**RECORD EXTRACTS**
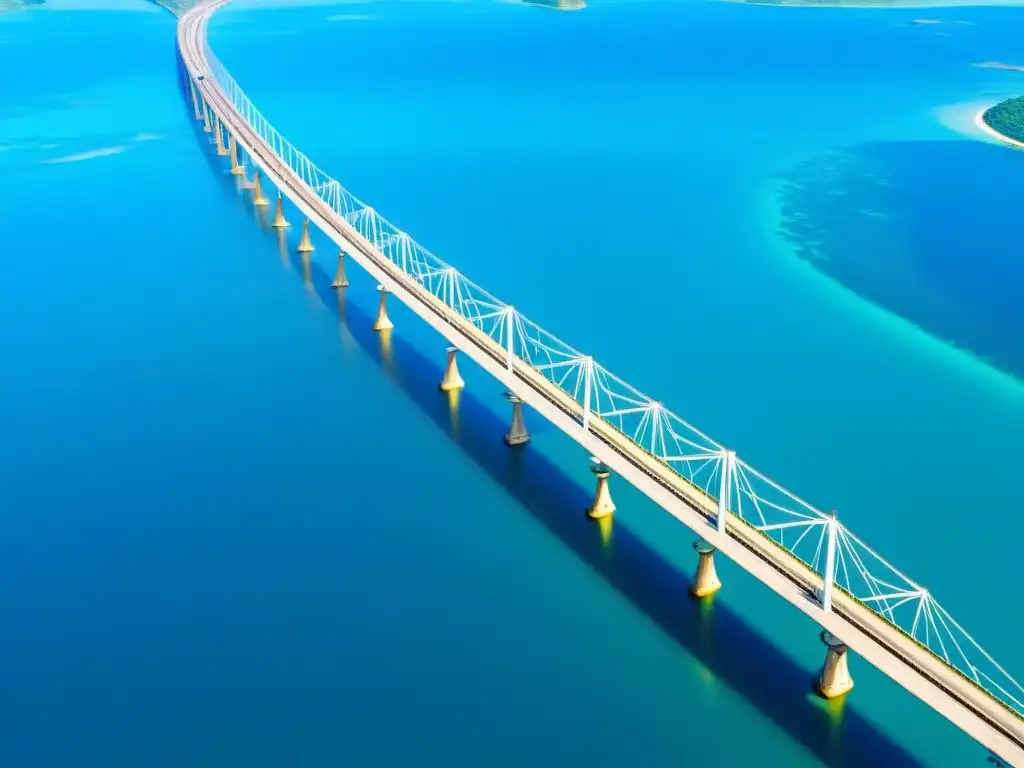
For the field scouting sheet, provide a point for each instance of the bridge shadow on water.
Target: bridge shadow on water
(717, 636)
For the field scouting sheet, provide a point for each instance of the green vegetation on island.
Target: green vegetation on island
(1007, 118)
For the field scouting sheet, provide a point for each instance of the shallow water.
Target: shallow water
(240, 527)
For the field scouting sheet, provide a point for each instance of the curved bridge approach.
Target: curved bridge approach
(807, 556)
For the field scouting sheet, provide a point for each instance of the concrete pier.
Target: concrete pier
(218, 138)
(452, 378)
(305, 245)
(835, 680)
(602, 506)
(340, 279)
(383, 323)
(280, 222)
(706, 582)
(232, 151)
(258, 198)
(517, 433)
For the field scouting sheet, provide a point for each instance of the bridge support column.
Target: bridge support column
(218, 138)
(602, 506)
(706, 582)
(305, 245)
(517, 433)
(383, 323)
(232, 151)
(835, 680)
(340, 279)
(452, 378)
(258, 198)
(280, 222)
(199, 115)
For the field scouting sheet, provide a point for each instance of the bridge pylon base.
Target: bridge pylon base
(517, 434)
(706, 583)
(835, 680)
(452, 378)
(340, 279)
(305, 245)
(280, 222)
(383, 323)
(258, 198)
(602, 506)
(232, 152)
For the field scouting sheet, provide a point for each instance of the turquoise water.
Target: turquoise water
(241, 529)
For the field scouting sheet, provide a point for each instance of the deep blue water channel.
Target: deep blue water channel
(239, 528)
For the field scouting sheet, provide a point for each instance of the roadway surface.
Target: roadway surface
(921, 672)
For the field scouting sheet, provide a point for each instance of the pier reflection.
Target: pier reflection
(558, 4)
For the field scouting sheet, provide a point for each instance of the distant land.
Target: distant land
(9, 5)
(882, 4)
(1000, 66)
(1007, 119)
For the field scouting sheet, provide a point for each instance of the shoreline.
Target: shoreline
(899, 5)
(979, 120)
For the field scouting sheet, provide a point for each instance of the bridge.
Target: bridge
(810, 559)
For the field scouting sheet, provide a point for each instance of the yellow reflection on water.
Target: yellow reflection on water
(605, 526)
(347, 340)
(283, 249)
(385, 342)
(307, 272)
(453, 397)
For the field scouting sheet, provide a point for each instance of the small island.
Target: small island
(999, 66)
(1006, 121)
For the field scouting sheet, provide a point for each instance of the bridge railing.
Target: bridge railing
(798, 528)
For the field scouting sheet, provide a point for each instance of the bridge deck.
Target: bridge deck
(942, 687)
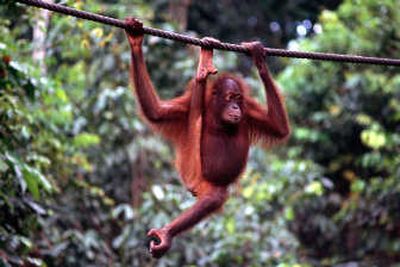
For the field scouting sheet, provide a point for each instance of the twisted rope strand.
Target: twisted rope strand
(198, 42)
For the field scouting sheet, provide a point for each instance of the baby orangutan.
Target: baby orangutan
(211, 127)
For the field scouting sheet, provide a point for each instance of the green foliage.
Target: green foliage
(352, 118)
(83, 179)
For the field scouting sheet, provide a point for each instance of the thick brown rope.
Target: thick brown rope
(221, 46)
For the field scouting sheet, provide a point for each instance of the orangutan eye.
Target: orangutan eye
(228, 97)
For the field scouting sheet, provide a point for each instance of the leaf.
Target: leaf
(86, 140)
(35, 179)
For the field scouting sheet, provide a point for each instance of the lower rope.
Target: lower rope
(221, 46)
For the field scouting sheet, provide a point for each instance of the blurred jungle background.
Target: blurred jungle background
(83, 179)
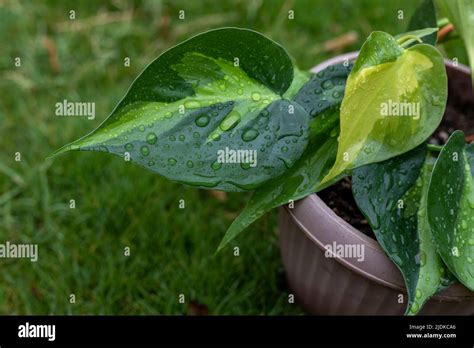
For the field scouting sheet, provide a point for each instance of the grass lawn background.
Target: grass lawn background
(81, 251)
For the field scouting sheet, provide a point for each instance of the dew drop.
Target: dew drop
(418, 293)
(216, 165)
(151, 138)
(192, 104)
(256, 96)
(250, 135)
(145, 151)
(202, 121)
(328, 84)
(231, 120)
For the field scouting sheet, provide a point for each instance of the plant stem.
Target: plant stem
(435, 148)
(404, 39)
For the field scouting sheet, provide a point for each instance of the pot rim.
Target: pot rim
(388, 275)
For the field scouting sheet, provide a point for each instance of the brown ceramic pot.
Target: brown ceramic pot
(349, 285)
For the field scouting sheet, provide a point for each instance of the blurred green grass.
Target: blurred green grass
(81, 251)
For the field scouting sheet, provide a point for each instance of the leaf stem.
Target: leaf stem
(435, 148)
(401, 41)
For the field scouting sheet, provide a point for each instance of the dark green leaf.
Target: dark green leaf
(451, 207)
(425, 17)
(214, 98)
(392, 195)
(320, 97)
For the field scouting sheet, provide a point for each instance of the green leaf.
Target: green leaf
(298, 182)
(388, 80)
(425, 17)
(461, 14)
(413, 37)
(393, 196)
(451, 207)
(214, 98)
(299, 80)
(320, 97)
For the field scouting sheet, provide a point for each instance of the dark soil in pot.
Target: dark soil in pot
(459, 114)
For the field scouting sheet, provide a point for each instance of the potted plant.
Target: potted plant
(227, 110)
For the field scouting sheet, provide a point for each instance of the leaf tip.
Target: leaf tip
(62, 150)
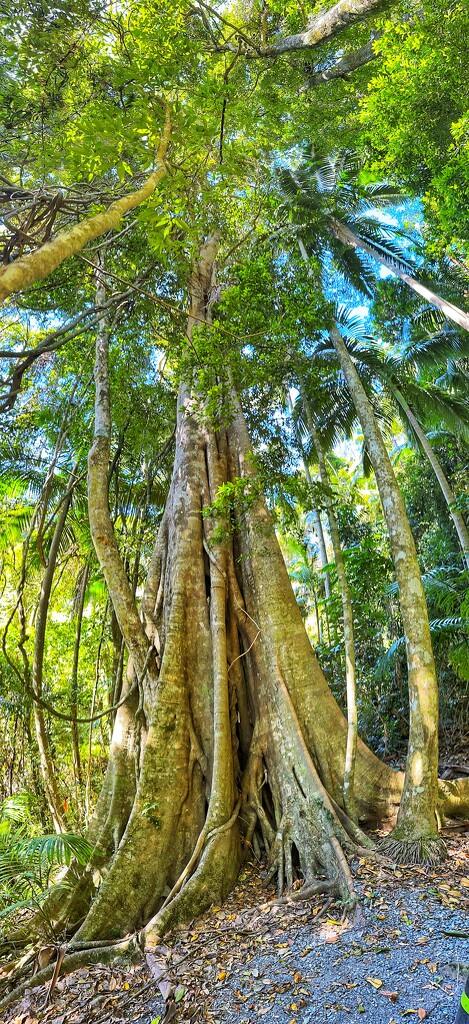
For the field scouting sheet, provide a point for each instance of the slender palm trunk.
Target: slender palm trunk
(416, 836)
(74, 680)
(38, 264)
(448, 308)
(314, 512)
(42, 736)
(458, 518)
(347, 615)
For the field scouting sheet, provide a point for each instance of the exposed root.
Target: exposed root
(424, 850)
(73, 961)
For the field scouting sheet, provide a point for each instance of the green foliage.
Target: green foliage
(29, 864)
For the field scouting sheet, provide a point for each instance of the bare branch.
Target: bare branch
(343, 68)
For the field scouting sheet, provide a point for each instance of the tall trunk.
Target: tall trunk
(314, 512)
(458, 518)
(416, 835)
(74, 680)
(240, 733)
(448, 308)
(347, 614)
(45, 755)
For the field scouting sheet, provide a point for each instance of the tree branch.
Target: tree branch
(348, 64)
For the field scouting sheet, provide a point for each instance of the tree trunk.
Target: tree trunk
(314, 512)
(239, 738)
(458, 518)
(45, 755)
(74, 681)
(347, 614)
(416, 836)
(448, 308)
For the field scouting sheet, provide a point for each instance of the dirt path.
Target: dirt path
(293, 963)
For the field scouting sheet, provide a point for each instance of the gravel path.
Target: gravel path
(257, 960)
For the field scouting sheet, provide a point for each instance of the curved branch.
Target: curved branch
(39, 264)
(345, 67)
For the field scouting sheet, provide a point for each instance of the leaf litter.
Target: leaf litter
(400, 956)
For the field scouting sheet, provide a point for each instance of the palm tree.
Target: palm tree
(415, 837)
(334, 214)
(347, 616)
(416, 400)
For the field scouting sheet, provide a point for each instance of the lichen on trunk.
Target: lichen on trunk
(229, 737)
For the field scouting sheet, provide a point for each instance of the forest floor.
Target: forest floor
(257, 960)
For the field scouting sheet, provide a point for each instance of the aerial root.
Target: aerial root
(73, 960)
(424, 850)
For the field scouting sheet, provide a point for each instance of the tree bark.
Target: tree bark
(314, 512)
(45, 756)
(239, 738)
(38, 264)
(458, 518)
(347, 616)
(74, 680)
(325, 26)
(416, 836)
(345, 67)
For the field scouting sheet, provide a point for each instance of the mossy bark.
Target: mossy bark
(230, 736)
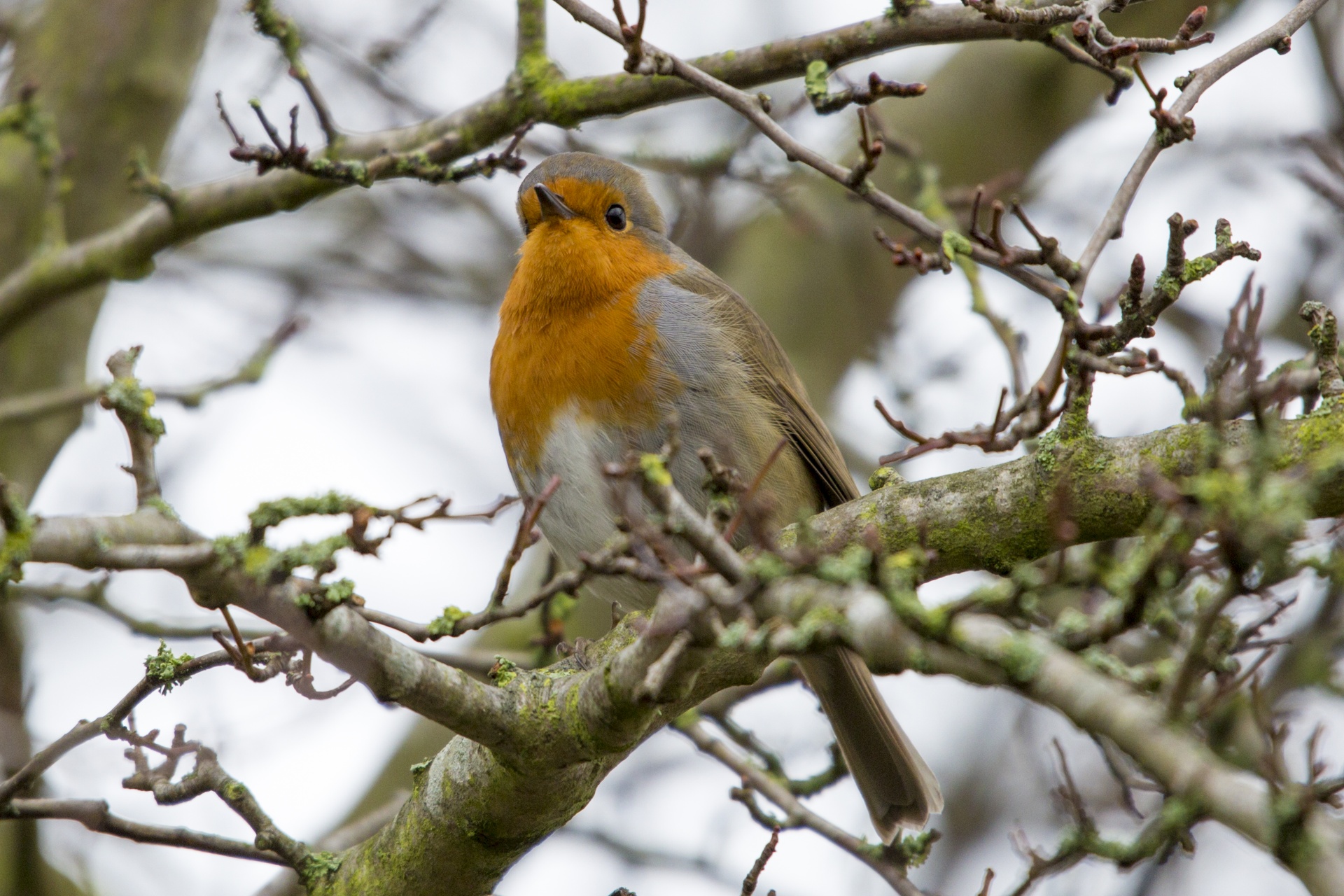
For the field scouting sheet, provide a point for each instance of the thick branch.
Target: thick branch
(987, 650)
(999, 516)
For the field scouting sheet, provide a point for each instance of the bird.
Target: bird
(608, 331)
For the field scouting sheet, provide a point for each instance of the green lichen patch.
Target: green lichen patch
(445, 624)
(503, 672)
(655, 469)
(164, 668)
(318, 867)
(911, 850)
(270, 514)
(18, 536)
(132, 403)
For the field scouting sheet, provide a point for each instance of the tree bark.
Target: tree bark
(115, 76)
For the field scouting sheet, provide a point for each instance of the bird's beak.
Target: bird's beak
(553, 207)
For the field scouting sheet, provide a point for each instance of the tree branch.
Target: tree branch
(1193, 86)
(127, 250)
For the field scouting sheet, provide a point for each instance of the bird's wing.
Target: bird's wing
(773, 377)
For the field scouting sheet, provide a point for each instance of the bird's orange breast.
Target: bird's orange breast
(570, 336)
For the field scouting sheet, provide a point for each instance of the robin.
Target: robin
(608, 331)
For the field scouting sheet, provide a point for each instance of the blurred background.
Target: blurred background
(384, 394)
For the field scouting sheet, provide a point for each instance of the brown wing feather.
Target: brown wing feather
(776, 381)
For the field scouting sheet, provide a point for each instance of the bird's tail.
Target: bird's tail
(894, 780)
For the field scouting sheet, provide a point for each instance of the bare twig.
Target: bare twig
(1193, 86)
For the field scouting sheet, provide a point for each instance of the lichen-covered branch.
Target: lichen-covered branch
(999, 516)
(536, 93)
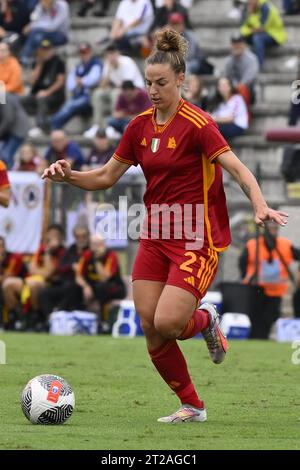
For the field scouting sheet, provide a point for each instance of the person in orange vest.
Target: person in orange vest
(275, 254)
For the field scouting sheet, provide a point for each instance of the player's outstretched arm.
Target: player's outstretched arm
(100, 178)
(243, 176)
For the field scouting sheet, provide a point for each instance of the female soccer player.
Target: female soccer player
(181, 152)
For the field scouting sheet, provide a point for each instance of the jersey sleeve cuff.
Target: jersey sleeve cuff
(218, 152)
(123, 160)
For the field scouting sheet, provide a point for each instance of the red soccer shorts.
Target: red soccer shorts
(169, 261)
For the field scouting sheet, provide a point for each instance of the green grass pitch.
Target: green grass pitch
(252, 399)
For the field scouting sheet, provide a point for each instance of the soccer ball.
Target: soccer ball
(47, 399)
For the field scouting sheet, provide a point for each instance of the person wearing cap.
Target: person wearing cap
(275, 255)
(263, 27)
(82, 79)
(242, 68)
(165, 9)
(131, 102)
(133, 20)
(49, 20)
(47, 92)
(5, 192)
(13, 128)
(117, 68)
(196, 62)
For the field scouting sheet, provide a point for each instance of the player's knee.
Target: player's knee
(147, 326)
(168, 328)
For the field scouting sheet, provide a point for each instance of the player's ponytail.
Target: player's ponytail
(170, 48)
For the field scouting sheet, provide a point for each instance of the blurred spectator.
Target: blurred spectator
(63, 148)
(196, 62)
(47, 92)
(296, 296)
(131, 102)
(291, 7)
(14, 16)
(80, 82)
(98, 275)
(10, 71)
(86, 5)
(195, 92)
(28, 159)
(13, 128)
(61, 294)
(11, 265)
(163, 12)
(21, 296)
(275, 256)
(263, 27)
(117, 68)
(102, 150)
(229, 110)
(133, 20)
(5, 192)
(242, 68)
(294, 113)
(49, 20)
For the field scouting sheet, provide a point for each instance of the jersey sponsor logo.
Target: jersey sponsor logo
(54, 391)
(155, 145)
(190, 280)
(171, 143)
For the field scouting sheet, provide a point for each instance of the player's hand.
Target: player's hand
(59, 171)
(265, 214)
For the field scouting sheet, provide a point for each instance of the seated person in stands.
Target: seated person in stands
(82, 79)
(10, 71)
(49, 20)
(28, 159)
(63, 148)
(11, 265)
(163, 12)
(60, 295)
(86, 5)
(195, 92)
(101, 151)
(242, 68)
(291, 7)
(47, 92)
(229, 110)
(14, 17)
(263, 27)
(5, 192)
(117, 68)
(132, 21)
(14, 128)
(196, 62)
(131, 102)
(98, 275)
(21, 296)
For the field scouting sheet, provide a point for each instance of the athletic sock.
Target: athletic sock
(199, 321)
(171, 365)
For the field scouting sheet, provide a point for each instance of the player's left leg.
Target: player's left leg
(174, 309)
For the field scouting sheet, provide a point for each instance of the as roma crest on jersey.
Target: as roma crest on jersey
(155, 145)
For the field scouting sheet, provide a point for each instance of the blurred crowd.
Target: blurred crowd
(105, 86)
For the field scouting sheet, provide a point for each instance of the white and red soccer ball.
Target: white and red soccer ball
(47, 399)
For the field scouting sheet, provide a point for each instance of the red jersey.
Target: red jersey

**PROBLEM TO WORK ON**
Give back exactly the lines that run from the line with "jersey sponsor logo." through the close of the material, counting both ends, and nothing more.

**RESPONSE**
For the field scouting sheet, provide a point for each instance of the jersey sponsor logo.
Target: jersey sponsor logo
(54, 391)
(155, 145)
(190, 280)
(171, 143)
For the field scouting sheet, provide a point for each instance of the player's hand.
Target: player's hand
(59, 171)
(265, 214)
For the field scouting sheet, provide a point for each instance of the seated person in stands.
Target: seated person in stands
(82, 79)
(10, 71)
(49, 20)
(28, 159)
(63, 148)
(11, 265)
(163, 12)
(60, 295)
(86, 5)
(195, 92)
(101, 151)
(242, 68)
(291, 7)
(47, 92)
(229, 110)
(14, 17)
(263, 27)
(5, 192)
(117, 68)
(132, 21)
(14, 128)
(196, 62)
(131, 102)
(98, 275)
(21, 296)
For the field scouting sheet, provide a point for each instance of the athletic sock.
Target: athletic sock
(199, 321)
(171, 365)
For the field scouting sheet, provide a point for each instance of the player's left leg.
Target: player's left leg
(174, 309)
For the field scouting sheet, provide a point for each instance of the as roma crest on jersey.
Target: as roma crest on jersey
(155, 145)
For the field scouting sheet, provide a point for each instance of the blurred crowd.
Target: blurred crowd
(105, 86)
For the field scouting sheet, provide a point for each instance of the white and red soccer ball.
Target: white and red soccer ball
(47, 399)
For the field scouting sheet, provide a point for each instance of the red jersey.
Target: red jersey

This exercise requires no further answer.